● **Exercise prompt**
Scan the entries below. List each line with "food".

● **Input data**
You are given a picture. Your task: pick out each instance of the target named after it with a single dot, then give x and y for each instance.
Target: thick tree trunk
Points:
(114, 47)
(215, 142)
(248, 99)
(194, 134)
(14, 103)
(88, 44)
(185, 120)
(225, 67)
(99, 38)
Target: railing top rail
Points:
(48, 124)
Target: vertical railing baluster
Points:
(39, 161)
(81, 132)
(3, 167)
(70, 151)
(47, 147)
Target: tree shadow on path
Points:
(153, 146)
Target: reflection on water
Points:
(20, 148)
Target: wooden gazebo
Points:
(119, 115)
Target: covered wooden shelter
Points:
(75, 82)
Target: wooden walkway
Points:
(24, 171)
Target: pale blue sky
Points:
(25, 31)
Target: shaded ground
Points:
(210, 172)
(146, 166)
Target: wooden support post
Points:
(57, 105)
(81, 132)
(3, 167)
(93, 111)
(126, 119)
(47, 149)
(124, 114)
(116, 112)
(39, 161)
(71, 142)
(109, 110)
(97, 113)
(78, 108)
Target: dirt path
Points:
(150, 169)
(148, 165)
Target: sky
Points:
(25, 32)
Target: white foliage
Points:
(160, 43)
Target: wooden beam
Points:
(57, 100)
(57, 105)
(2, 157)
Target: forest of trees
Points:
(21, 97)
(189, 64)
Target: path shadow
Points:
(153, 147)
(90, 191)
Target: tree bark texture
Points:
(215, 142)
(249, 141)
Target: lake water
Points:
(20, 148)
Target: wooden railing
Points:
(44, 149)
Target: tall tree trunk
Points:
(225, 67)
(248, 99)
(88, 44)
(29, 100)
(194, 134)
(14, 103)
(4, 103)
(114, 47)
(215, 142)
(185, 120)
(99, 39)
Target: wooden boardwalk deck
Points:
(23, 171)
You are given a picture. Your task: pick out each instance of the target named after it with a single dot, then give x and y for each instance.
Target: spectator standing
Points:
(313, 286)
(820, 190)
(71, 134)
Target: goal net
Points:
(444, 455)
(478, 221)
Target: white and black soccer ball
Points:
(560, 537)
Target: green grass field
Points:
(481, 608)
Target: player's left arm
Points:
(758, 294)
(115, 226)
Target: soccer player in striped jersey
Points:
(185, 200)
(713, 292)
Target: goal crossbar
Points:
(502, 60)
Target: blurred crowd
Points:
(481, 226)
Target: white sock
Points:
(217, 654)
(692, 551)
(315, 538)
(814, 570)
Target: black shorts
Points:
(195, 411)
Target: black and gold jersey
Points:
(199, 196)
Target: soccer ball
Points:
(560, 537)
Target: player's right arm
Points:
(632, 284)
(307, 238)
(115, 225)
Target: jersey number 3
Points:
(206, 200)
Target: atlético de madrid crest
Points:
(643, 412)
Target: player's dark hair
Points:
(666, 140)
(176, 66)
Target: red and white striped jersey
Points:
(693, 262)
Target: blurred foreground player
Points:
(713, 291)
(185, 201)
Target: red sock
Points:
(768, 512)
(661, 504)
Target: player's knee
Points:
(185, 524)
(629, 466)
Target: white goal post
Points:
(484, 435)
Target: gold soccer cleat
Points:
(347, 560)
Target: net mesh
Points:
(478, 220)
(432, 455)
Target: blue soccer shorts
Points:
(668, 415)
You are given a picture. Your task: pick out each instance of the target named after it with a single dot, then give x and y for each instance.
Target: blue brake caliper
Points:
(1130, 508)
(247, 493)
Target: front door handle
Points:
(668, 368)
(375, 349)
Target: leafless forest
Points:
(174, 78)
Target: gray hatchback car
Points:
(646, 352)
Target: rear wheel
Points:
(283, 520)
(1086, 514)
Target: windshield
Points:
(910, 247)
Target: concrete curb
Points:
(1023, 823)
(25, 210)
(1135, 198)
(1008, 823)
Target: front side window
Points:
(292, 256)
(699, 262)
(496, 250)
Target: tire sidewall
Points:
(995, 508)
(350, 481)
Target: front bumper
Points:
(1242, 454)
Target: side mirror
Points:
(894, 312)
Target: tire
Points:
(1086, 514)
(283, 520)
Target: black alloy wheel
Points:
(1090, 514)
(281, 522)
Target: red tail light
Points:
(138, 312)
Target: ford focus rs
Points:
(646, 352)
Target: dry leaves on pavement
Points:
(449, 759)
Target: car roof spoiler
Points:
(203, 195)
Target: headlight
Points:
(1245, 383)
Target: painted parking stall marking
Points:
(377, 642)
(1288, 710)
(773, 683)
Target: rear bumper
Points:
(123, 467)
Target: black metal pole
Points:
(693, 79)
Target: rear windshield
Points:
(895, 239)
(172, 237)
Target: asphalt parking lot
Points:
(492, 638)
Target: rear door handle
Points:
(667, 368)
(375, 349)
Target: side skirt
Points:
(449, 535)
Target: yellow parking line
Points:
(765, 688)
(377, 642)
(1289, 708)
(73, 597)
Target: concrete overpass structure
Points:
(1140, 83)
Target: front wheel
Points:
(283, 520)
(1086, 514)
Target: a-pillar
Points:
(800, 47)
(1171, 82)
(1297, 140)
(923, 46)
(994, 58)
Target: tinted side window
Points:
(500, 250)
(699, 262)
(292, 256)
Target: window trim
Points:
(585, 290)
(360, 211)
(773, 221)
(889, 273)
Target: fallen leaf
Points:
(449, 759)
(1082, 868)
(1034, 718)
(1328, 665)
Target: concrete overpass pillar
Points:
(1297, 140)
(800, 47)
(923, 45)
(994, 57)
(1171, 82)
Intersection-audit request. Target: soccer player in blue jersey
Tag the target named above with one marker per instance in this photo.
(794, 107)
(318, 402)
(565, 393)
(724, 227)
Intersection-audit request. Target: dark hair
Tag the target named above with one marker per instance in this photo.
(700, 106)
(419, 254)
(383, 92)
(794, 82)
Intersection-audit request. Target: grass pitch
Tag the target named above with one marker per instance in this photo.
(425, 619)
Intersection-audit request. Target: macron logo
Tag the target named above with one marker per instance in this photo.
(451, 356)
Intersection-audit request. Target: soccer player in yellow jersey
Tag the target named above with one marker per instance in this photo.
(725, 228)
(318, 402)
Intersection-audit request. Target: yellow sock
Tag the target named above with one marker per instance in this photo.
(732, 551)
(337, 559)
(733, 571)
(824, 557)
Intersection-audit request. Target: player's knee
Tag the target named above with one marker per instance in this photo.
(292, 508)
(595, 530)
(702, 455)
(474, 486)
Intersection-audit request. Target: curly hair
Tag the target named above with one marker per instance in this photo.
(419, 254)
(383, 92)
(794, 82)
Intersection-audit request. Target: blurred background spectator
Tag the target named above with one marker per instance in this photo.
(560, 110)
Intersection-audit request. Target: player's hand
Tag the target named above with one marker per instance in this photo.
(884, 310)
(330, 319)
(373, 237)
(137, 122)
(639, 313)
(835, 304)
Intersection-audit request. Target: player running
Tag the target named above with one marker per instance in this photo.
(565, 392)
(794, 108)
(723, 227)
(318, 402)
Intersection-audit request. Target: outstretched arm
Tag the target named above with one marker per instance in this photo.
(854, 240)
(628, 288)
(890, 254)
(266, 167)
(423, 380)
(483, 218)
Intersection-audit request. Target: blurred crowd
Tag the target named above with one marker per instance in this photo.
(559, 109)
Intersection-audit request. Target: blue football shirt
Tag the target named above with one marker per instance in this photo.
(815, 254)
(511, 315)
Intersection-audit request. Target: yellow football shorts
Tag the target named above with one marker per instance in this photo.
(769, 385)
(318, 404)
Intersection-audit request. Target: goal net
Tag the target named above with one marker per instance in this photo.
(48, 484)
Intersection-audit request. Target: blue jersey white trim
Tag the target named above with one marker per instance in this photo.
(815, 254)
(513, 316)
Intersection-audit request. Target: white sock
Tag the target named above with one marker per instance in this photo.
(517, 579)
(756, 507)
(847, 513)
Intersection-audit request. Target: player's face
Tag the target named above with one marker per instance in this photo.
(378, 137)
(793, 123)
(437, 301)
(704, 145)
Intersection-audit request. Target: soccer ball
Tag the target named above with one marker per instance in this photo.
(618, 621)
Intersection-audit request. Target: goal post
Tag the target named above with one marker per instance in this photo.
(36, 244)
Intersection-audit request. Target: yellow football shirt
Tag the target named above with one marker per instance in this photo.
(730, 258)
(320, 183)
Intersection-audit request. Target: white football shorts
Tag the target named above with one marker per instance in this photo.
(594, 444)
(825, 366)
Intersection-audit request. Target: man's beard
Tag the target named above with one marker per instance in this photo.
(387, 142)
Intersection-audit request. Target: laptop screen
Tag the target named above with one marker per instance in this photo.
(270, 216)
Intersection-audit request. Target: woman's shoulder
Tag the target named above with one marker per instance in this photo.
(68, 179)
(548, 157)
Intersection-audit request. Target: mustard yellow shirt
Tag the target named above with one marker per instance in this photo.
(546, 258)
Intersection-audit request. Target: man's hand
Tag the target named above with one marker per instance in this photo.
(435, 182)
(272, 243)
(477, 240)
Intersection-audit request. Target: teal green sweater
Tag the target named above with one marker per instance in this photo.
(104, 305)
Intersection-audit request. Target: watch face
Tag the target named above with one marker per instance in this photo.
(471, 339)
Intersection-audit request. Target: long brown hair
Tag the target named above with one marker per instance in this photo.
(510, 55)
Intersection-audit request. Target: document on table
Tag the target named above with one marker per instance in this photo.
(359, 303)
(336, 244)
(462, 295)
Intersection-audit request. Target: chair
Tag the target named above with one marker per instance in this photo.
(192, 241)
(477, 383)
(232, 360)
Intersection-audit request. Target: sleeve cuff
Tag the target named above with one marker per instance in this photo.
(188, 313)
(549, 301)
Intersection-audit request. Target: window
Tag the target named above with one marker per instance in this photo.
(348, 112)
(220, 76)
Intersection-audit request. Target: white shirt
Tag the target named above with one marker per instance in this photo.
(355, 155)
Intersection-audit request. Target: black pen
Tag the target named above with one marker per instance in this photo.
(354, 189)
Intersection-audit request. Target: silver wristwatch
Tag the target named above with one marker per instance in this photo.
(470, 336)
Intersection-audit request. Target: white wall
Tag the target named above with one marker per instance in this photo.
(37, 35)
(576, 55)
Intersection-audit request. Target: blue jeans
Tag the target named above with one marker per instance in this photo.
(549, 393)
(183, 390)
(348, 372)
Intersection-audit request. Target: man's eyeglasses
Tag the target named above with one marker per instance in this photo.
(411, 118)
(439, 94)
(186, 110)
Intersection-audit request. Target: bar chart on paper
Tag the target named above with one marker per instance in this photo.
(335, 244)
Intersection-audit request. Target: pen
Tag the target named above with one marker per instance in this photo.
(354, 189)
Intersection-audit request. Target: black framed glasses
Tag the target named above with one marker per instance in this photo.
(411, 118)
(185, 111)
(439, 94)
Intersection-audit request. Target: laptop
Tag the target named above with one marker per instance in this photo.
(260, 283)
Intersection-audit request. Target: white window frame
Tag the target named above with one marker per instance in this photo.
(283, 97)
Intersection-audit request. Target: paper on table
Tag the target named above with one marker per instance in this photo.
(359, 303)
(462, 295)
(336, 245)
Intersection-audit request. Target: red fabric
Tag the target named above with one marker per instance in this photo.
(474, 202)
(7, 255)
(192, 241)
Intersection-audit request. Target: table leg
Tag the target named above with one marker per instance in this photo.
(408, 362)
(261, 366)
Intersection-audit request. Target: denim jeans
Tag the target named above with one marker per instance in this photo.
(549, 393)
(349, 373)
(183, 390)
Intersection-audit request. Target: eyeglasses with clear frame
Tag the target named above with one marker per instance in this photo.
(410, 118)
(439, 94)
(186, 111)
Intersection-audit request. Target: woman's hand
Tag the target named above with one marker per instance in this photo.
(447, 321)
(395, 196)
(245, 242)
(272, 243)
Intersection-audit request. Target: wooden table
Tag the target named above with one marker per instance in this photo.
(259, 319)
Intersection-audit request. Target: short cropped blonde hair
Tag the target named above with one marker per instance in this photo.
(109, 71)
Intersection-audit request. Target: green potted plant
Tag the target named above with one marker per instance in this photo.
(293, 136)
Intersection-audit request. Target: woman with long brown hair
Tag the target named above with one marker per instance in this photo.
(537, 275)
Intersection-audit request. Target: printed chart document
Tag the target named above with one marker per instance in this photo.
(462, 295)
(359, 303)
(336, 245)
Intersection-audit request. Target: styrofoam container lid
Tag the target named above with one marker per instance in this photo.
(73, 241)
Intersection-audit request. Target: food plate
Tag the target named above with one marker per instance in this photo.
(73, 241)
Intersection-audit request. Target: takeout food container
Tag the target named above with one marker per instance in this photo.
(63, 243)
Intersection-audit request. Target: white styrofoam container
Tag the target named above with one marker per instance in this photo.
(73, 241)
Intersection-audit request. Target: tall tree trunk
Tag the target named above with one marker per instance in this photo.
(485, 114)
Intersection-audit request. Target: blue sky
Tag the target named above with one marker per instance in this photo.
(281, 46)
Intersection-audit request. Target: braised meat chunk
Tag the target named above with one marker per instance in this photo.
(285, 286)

● **Answer section**
Intersection-audit request. Target: food plate
Intersection-audit request. Target: takeout food container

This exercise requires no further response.